A complete response lists each line of the data below that includes the word "deck".

(Beginning of Exercise material)

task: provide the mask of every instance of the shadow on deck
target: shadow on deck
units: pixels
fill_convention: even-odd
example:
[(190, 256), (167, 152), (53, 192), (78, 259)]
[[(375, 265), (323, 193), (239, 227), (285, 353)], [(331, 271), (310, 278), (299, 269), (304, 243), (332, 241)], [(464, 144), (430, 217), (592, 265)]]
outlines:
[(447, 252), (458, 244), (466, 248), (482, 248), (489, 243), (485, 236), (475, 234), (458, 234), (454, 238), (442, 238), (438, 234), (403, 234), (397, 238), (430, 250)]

(End of Exercise material)

Answer box:
task: provide the mask of every instance of the shadow on deck
target: shadow on deck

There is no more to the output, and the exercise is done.